(Excerpts of pointing data)

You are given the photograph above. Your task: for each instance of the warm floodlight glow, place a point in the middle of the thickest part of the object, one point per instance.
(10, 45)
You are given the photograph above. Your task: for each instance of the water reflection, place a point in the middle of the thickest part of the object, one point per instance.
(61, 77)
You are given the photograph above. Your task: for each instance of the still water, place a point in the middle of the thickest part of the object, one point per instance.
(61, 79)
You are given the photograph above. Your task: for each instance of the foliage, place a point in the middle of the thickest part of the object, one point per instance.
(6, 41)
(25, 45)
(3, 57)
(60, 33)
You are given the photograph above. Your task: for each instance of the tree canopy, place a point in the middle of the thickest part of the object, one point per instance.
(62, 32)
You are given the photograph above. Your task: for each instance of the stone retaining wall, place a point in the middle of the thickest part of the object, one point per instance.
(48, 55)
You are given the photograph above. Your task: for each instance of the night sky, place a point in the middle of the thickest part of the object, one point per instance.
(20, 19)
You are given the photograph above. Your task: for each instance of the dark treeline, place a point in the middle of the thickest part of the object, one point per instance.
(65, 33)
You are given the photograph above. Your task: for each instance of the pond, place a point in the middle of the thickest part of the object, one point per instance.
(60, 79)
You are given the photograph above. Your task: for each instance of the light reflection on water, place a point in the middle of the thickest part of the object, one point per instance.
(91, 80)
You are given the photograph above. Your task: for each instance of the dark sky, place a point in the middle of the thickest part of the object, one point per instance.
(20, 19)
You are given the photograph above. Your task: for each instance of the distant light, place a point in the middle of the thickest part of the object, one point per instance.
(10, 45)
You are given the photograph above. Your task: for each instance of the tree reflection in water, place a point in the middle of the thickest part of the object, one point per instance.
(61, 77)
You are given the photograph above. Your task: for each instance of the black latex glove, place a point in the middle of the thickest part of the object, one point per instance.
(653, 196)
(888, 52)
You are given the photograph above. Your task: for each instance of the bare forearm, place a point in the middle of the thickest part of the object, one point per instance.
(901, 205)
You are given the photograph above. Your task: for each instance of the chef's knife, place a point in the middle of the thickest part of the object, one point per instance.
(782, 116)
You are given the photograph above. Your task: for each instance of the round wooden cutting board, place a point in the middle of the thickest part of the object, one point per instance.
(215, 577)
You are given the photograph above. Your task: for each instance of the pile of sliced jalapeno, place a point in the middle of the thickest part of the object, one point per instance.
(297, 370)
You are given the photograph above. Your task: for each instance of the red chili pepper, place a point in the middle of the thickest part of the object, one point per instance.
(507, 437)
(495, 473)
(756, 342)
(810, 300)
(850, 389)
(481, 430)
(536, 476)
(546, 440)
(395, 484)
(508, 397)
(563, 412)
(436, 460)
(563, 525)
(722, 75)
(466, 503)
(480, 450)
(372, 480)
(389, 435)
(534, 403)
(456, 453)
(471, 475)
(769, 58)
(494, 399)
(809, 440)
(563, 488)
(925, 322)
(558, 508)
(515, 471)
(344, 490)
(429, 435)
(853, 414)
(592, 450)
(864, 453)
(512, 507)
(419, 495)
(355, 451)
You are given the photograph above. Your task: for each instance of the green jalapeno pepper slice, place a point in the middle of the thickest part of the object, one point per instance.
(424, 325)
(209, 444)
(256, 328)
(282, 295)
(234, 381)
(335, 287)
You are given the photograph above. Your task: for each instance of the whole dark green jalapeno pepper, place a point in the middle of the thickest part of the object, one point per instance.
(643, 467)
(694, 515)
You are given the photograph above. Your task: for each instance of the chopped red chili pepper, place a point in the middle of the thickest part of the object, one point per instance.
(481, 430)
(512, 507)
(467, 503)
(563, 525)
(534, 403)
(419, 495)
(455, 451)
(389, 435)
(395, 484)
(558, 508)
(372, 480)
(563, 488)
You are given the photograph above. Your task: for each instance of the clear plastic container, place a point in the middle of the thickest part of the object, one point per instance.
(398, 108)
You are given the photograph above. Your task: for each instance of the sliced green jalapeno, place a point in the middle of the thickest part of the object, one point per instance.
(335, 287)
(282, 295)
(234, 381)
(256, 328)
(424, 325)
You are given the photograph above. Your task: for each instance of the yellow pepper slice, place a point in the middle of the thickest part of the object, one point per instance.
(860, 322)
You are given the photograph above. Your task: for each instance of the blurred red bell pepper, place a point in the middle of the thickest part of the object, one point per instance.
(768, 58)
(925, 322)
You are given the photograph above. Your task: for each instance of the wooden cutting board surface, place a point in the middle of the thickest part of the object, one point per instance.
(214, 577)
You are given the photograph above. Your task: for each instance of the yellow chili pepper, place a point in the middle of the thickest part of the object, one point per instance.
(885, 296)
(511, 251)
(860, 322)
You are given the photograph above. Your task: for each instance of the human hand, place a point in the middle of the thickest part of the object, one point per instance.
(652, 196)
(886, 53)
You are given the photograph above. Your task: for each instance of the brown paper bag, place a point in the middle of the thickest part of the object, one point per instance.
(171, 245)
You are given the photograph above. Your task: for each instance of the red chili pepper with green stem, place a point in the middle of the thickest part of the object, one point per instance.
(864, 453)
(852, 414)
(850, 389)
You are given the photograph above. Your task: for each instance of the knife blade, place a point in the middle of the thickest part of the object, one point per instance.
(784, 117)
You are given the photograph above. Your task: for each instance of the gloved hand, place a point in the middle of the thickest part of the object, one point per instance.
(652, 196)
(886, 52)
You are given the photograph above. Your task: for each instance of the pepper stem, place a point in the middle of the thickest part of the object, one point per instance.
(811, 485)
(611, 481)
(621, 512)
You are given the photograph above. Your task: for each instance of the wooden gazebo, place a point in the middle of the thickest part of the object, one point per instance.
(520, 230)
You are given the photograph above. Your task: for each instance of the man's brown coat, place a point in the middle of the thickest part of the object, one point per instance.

:: STATED TASK ::
Put the lines from the one containing "of the knife" through the last line into a numbered list, both included, and leave out any blank lines.

:: SOLUTION TO THIS EXERCISE ::
1. You are given the photograph above. Your task: for each instance of the knife blade, place a point in the middle of the thickest part of the object, one point per instance.
2. (784, 117)
3. You are given the photograph above. Your task: for each instance of the gloved hand, place a point in the middle of the thickest part of the object, one point per instance.
4. (652, 196)
5. (886, 52)
6. You are given the photograph above. Your task: for each instance of the pepper stem, place a point in the middle of the thickest part of the object, one point per instance.
7. (811, 485)
8. (611, 481)
9. (621, 512)
10. You are given the photograph above. Your task: for each instance of the wooden gazebo, place a point in the middle of the thickest part of the object, one point per instance.
11. (520, 230)
12. You are given the photograph above. Your task: for each instance of the man's brown coat, place a point in the middle of the thickest part of the object, one point per instance.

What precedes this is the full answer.